◆ **Provided text**:
====

Barnes Notes on The Bible [1837]:
'As of one born out of due time' - Margin, Or, "an abortive." Our translation, to most readers, probably, would not convey the real meaning of this place. The expression, "as of one born out of due time," would seem to imply that Paul meant to say that there was some unfitness "as to the time" when he saw the Lord Jesus; or that it was "too late" to have as clear and satisfactory a view of him as those had who saw him before his ascension. But this is by no means the idea in the passage. The word used here (ἔκτρωμα ektrōma) properly means an abortion, one born prematurely. It is found no where else in the New Testament; and here it means, as the following verse shows, one that was "exceedingly unworthy;" that was not worth regard; that was unfit to be employed in the service of the Lord Jesus; that had the same relation to that which was worthy of the apostolic office which an abortion has to a living child. The word occurs (in the Septuagint) in Job 3:16; Ecclesiastes 6:3, as the translation of נפל nephel, an abortion, or untimely birth. The expression seems to be proverbial, and to denote anything that is vile, offensive, loathsome, unworthy; see Numbers 12:11. The word, I think, has no reference to the mode of "training" of the apostle, as if he had not had the same opportunity as the others had, and was therefore, compared with their advantages, like an untimely child compared with one that had come to maturity before its birth, as Bloomfield supposes; nor does it refer to his diminutive stature, as Wetstein supposes; but it means that he felt himself "vile," guilty, unworthy, abominable as a persecutor, and as unworthy to be an apostle. The verse following shows that this is the sense in which the word is used.

By E.EARLE ELLIS, 'WISDOM’ AND ‘KNOWLEDGE’ IN CORINTHIANS in Tyndale Bulletin 25 (1974) 82-98.
Bultmann [1933] offers the following criteria to justify identifying the Corinthian attitudes as Gnostic: the struggle for speculative wisdom (1 Cor. 1:17ff.), an insistence on gnosis and on the exousia that it gave the possessor (1 Cor. 6:12-18; 8:1-9), pneumatic manifestations, tendencies toward asceticism, a denial of the resurrection. None of these are specifically Gnostic characteristics, and whether they are to be so interpreted in 1 Corinthians depends on other considerations.


Schmithals (Gnosticism in Corinth, Nashville [1956] pp.36-86) conjectures and seeks to establish a pre-Christian Jewish 'Christ gnosticism'.

Also see Neil Godfrey's insightful & lengthy blog posts on Gnosticism in Corinth (which was conceived c.1949, supervised by Bultmann).

====

Object position labeling entries
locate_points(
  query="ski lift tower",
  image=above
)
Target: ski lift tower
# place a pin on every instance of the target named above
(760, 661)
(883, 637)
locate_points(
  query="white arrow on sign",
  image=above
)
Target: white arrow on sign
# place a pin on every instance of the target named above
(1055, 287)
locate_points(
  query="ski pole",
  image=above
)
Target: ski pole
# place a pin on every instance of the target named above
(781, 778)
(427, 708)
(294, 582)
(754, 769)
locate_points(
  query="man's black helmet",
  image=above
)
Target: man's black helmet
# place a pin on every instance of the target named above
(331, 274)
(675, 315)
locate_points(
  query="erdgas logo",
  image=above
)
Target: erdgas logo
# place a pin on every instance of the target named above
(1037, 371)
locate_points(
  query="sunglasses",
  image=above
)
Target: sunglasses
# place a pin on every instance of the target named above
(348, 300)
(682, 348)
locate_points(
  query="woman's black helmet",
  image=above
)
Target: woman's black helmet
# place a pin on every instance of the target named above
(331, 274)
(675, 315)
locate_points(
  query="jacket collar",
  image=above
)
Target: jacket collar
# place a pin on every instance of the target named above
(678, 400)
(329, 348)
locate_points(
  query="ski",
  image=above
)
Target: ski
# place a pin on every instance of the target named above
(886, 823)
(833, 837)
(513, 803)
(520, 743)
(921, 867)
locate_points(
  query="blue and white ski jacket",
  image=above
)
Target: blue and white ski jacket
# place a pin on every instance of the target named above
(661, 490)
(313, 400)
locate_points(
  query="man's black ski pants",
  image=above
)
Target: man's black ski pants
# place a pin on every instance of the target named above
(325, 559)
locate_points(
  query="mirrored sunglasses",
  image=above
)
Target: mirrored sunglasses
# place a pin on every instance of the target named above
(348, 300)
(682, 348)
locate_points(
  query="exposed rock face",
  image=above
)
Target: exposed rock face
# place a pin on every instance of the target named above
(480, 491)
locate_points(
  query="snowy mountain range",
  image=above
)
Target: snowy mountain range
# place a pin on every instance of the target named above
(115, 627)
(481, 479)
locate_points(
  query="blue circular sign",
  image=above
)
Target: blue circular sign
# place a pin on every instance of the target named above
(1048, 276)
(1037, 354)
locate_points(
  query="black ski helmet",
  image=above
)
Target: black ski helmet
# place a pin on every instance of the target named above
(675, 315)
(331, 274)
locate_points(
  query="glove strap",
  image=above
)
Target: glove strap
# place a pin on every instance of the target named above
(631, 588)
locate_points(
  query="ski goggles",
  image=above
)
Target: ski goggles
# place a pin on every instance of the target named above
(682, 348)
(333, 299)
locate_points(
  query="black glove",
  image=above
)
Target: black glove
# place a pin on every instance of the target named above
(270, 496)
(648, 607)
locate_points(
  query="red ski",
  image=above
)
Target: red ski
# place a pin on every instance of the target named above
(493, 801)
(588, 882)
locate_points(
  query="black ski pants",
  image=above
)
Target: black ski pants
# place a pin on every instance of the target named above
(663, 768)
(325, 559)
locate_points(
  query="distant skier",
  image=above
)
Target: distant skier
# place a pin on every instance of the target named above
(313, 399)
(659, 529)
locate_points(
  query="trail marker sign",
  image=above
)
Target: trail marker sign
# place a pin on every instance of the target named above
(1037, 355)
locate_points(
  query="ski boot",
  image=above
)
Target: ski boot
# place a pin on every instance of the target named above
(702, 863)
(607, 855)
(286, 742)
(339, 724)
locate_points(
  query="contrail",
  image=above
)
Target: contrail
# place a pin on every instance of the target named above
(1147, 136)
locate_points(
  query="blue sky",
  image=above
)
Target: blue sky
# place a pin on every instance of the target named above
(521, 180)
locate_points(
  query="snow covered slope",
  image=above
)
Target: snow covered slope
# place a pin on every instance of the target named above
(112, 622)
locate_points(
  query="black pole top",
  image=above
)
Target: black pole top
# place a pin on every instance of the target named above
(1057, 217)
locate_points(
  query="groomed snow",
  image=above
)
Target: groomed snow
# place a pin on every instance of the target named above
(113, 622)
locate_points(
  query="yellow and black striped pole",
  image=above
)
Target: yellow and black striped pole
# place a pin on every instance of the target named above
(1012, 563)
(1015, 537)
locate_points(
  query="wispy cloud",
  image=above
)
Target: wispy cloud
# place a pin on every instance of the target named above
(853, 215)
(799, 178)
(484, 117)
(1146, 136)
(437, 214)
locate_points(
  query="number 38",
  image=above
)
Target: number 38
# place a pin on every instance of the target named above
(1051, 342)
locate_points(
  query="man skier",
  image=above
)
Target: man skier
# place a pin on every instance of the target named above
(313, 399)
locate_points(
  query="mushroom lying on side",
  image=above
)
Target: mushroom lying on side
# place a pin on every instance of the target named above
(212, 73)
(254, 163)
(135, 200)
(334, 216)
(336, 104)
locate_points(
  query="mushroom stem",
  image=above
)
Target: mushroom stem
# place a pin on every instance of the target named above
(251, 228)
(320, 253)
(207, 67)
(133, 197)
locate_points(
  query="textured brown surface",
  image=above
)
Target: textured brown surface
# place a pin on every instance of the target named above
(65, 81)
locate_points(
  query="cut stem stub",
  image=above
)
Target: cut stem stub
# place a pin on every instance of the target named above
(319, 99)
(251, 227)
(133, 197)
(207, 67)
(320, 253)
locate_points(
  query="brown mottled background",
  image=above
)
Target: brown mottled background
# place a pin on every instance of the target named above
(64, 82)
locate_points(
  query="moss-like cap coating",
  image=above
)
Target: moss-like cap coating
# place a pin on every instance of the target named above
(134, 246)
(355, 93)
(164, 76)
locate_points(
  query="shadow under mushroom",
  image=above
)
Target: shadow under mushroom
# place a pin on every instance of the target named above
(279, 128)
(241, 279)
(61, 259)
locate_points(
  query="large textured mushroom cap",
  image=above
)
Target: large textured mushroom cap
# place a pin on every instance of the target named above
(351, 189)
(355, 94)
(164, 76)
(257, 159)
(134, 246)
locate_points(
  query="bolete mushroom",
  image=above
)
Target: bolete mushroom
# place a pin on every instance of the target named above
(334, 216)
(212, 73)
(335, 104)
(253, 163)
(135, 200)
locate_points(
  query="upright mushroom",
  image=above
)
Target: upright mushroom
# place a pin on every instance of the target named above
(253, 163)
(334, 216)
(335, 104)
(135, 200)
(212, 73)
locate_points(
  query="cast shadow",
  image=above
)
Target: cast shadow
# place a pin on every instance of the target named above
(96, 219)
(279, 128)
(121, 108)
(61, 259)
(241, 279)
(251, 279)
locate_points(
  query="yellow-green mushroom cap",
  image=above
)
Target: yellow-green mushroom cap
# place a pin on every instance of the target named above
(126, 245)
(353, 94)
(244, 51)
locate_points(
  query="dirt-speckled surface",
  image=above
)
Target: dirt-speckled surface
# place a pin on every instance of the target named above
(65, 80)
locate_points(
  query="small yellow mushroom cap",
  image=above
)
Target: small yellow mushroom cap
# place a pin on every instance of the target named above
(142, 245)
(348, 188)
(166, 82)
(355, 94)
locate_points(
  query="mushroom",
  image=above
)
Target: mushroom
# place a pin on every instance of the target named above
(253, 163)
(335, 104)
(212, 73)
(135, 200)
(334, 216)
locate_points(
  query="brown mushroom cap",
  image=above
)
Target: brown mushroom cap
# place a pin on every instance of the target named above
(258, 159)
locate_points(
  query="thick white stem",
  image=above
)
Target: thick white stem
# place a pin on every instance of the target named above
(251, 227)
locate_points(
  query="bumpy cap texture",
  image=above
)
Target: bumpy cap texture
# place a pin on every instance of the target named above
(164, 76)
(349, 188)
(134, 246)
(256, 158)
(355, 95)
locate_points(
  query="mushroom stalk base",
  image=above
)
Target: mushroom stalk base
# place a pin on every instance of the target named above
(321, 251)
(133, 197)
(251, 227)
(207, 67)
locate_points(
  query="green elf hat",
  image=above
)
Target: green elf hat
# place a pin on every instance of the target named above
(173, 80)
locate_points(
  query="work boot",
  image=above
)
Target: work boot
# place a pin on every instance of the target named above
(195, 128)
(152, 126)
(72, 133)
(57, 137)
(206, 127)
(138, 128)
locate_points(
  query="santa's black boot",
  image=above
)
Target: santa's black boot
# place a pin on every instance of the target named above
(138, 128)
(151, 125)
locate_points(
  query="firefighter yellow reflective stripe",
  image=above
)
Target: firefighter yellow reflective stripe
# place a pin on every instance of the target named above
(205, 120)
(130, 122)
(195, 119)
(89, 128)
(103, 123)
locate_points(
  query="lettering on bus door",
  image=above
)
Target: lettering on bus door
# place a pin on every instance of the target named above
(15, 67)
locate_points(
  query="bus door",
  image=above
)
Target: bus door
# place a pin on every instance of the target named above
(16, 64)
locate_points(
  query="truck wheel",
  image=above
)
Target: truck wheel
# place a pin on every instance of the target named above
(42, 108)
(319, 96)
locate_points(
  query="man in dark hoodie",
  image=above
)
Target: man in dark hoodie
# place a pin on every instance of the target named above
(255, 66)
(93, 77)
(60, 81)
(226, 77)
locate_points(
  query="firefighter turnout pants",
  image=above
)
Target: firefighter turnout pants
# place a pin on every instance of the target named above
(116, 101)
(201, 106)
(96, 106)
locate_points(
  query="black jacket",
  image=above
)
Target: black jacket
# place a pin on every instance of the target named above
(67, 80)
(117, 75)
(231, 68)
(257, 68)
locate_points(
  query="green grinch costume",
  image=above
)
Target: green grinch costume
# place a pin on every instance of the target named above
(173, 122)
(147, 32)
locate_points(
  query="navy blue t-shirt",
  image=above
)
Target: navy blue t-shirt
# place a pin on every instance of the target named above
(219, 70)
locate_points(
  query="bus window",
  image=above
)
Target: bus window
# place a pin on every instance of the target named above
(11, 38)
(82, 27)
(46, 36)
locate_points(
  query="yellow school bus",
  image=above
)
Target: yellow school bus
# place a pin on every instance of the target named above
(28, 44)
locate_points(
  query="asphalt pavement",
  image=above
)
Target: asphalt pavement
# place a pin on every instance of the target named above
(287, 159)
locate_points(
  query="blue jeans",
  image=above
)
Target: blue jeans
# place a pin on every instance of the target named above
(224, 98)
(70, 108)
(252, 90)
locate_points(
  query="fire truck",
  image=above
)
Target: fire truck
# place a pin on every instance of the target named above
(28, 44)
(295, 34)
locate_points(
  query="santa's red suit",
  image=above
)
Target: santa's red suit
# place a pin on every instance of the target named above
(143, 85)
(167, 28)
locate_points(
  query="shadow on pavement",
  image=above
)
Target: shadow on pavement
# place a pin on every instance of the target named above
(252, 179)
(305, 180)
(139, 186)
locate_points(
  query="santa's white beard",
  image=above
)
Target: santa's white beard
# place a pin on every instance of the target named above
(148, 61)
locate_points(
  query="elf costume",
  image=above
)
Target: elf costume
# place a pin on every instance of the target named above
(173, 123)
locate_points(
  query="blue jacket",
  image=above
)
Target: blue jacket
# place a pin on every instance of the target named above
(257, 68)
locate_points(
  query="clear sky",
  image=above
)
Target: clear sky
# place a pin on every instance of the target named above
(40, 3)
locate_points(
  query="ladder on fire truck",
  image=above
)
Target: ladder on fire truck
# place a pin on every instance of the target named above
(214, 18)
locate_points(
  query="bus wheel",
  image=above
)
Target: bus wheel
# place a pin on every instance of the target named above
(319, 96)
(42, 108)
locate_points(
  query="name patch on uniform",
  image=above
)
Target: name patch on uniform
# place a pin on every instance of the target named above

====

◆ **What this exercise asks**:
1. Which criteria does Bultmann offer in the commentary excerpt for identifying the Corinthian attitudes as Gnostic?
2. According to the commentary excerpt, why would the translation "as of one born out of due time" probably fail to convey the real meaning of the passage to most readers?
3. Reproduce the commentary excerpt from "Bultmann [1933] offers" to "on other considerations.".
These entries come from a separate source.

◆ **Response list**:
1.
- The struggle for speculative wisdom (1 Cor. 1:17ff.)
- An insistence on gnosis and on the exousia that it gave the possessor (1 Cor. 6:12-18; 8:1-9)
- Pneumatic manifestations
- Tendencies toward asceticism
- A denial of the resurrection

2. To most readers it would seem to say that Paul saw the Lord Jesus at an unfit time. It could also suggest that it was too late for him to see Jesus as clearly as those who saw him before his ascension. The word actually means an abortion, and here it signals that Paul felt himself exceedingly unworthy to be an apostle.

3.
Bultmann [1933] offers the following criteria to justify identifying the Corinthian attitudes as Gnostic: the struggle for speculative wisdom (1 Cor. 1:17ff.), an insistence on gnosis and on the exousia that it gave the possessor (1 Cor. 6:12-18; 8:1-9), pneumatic manifestations, tendencies toward asceticism, a denial of the resurrection. None of these are specifically Gnostic characteristics, and whether they are to be so interpreted in 1 Corinthians depends on other considerations.